*Problem details*:
Quote the material below verbatim, beginning at the line that contains "Practice. Annotate every instance of the red" and continuing through the end of the material.

[Dataset records on object locations]
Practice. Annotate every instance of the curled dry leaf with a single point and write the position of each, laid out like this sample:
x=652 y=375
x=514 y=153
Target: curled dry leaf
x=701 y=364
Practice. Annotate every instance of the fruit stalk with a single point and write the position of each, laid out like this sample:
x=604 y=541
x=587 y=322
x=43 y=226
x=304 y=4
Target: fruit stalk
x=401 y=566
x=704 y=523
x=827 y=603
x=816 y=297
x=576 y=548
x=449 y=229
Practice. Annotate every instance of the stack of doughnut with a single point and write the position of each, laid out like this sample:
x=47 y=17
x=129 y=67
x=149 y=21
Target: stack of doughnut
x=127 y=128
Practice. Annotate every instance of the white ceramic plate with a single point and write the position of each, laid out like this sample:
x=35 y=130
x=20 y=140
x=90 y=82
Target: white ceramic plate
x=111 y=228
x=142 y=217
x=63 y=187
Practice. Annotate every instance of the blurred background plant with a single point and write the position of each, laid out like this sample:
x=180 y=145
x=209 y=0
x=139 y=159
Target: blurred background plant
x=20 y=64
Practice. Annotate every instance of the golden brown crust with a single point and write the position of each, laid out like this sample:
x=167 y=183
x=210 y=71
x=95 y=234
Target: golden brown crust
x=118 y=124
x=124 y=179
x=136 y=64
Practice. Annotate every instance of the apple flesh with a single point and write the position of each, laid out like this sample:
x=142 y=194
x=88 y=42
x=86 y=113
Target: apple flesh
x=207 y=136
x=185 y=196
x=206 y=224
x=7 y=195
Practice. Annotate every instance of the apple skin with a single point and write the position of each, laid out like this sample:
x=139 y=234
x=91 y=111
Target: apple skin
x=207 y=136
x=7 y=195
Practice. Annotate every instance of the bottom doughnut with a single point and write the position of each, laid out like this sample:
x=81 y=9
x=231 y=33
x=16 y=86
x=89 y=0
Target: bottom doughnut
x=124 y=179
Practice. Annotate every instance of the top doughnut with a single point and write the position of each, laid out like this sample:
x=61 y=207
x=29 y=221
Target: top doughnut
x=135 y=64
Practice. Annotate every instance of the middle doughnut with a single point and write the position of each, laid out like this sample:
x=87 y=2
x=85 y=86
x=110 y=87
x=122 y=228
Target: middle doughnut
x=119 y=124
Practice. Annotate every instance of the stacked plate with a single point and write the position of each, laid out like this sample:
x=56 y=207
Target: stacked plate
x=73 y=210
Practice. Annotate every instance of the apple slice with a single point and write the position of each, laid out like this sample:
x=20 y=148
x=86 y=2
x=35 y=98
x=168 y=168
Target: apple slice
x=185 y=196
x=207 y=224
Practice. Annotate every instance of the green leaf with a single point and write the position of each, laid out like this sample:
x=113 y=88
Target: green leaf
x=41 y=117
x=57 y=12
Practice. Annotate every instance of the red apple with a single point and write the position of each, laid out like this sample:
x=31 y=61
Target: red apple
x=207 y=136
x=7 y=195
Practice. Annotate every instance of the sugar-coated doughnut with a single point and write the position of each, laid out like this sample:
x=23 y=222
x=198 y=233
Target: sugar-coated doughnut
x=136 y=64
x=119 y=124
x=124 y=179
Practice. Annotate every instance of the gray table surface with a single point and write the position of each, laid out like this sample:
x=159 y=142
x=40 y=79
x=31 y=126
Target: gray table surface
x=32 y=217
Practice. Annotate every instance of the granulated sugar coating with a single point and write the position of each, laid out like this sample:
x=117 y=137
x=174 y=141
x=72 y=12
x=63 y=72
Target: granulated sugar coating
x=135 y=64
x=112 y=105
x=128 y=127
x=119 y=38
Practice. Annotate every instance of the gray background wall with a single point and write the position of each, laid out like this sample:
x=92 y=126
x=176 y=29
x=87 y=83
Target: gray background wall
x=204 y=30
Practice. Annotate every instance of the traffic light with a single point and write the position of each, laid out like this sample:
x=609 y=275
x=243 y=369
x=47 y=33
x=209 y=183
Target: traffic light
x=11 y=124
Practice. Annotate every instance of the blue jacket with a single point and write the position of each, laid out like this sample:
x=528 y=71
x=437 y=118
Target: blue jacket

*Expected answer*:
Practice. Annotate every instance of the red apple with a single point and write the position of each, laid out like this sample:
x=31 y=61
Target: red apple
x=207 y=136
x=7 y=195
Practice. Annotate every instance of the sugar-coated doughnut with a single point and write the position of each, laid out like this sample:
x=23 y=222
x=198 y=233
Target: sugar-coated doughnut
x=136 y=64
x=119 y=124
x=124 y=179
Practice. Annotate every instance of the gray table surface with a single point and write the position of each, laid out like this sample:
x=159 y=142
x=40 y=79
x=31 y=126
Target: gray table surface
x=32 y=217
Practice. Annotate every instance of the granulated sugar coating with a single point and write the position of each, laid out like this sample:
x=117 y=137
x=174 y=141
x=72 y=12
x=63 y=72
Target: granulated sugar coating
x=135 y=64
x=112 y=105
x=128 y=127
x=119 y=38
Practice. Annotate every instance of the gray background wall with a single point and write the position of each, laid out like this sample:
x=92 y=126
x=176 y=29
x=87 y=83
Target: gray background wall
x=204 y=30
Practice. Annotate every instance of the traffic light with a single point and write the position of each, laid out like this sample:
x=609 y=275
x=243 y=369
x=47 y=33
x=209 y=183
Target: traffic light
x=11 y=124
Practice. Annotate every instance of the blue jacket with a single point and write the position of each, laid out like this sample:
x=528 y=71
x=437 y=118
Target: blue jacket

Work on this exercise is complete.